- Text shown:
Let's not be like Sarah.  Let's learn from her ignorance and meanness.

SOME RULES I FOLLOW ON THE TELEPHONE:

When I am calling someone and they answer I always say "Good Morning, Sarah.  Thank you for taking my call.  Do you have a minute to talk?"  If she says no, then I immediately ask "When would be a better time for me to call you?  I just need a minute of your time to discuss abc..."

Most people are very courteous and appreciative and will either continue the conversation or give you a better time to contact them.  I often will text people and ask when would be a good time to call.

In a world where we communicate via text, email, and social media, a telephone call out of the blue isn't as common as when it was our sole immediate form of communication.  Since texting before a call is a very common practice, wouldn't it make sense that bitching at someone the second that they answer the phone isn't the way to ask a question.  To begin a conversation with "We have a problem" is absolutely uncalled for in any situation, unless someone has been in a car wreck, someone's home has burned, or a relative has passed. Those are problems.  Your temper tantrum is not my problem- not now, not ever.

I am forty six years old.  I survived an abusive first husband who beat me, I have raised three teenagers to adulthood, I have severed relationships with people whom I love because I refused to be talked down to, and I have lost and rebuilt everything twice in my life.  The very last thing that I am concerned with first thing on a beautiful Monday morning is a first world problem created in the head of someone who probably doesn't have many friends and never has, who is probably on a micro-power trip because this is the first time that she has been able to talk anyone into putting her in charge of anything?

So, what is the moral of this story?  Be kind on the telephone and, if you are going to volunteer to steer a committee or chair a charity event, don't be an ass.  That's all.  Be kind to one another.

- Required action A: State the writer's age as given in the post on telephone manners.
- Required action B: List every situation the post on telephone manners names as a real reason to open a call with "We have a problem".

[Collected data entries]

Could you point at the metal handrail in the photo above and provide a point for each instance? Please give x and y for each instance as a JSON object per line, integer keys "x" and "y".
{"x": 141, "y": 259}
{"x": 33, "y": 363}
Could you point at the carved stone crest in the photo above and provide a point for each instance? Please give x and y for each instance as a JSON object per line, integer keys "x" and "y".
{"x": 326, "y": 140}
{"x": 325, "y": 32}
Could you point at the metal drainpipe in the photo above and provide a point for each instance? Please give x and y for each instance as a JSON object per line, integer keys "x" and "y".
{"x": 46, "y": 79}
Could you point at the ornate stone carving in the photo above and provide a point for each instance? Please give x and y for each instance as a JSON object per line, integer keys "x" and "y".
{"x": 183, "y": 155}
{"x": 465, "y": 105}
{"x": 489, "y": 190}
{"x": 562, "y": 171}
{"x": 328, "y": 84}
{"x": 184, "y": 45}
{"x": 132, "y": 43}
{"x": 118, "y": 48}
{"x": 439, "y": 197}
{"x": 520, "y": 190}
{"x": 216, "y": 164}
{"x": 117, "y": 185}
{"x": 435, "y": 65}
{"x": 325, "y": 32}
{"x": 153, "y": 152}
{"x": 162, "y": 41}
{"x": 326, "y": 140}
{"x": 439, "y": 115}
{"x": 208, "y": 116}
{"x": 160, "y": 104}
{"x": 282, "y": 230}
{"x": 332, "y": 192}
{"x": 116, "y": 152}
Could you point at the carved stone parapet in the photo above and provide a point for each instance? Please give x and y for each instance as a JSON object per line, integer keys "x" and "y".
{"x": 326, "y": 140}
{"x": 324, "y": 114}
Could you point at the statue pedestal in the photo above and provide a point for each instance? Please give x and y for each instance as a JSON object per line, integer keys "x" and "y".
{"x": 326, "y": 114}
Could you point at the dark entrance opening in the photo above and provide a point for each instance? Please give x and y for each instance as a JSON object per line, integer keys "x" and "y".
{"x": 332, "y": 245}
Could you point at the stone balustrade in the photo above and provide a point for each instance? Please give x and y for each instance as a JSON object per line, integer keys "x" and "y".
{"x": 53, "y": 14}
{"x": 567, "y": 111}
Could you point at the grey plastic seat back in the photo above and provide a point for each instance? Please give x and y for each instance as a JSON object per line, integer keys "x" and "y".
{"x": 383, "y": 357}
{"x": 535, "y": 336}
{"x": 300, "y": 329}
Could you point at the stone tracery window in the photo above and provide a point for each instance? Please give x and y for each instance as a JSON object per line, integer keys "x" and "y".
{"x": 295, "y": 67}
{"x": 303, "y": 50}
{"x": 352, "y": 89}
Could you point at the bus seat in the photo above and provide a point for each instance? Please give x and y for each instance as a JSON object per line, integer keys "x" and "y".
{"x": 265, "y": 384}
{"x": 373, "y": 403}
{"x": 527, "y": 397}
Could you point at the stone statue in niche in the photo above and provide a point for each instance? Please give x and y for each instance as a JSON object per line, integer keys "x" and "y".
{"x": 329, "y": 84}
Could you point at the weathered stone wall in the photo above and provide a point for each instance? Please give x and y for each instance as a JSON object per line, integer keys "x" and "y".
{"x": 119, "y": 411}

- Exercise response A: The writer is forty-six years old.

- Exercise response B:
- Someone has been in a car wreck.
- Someone's home has burned.
- A relative has passed.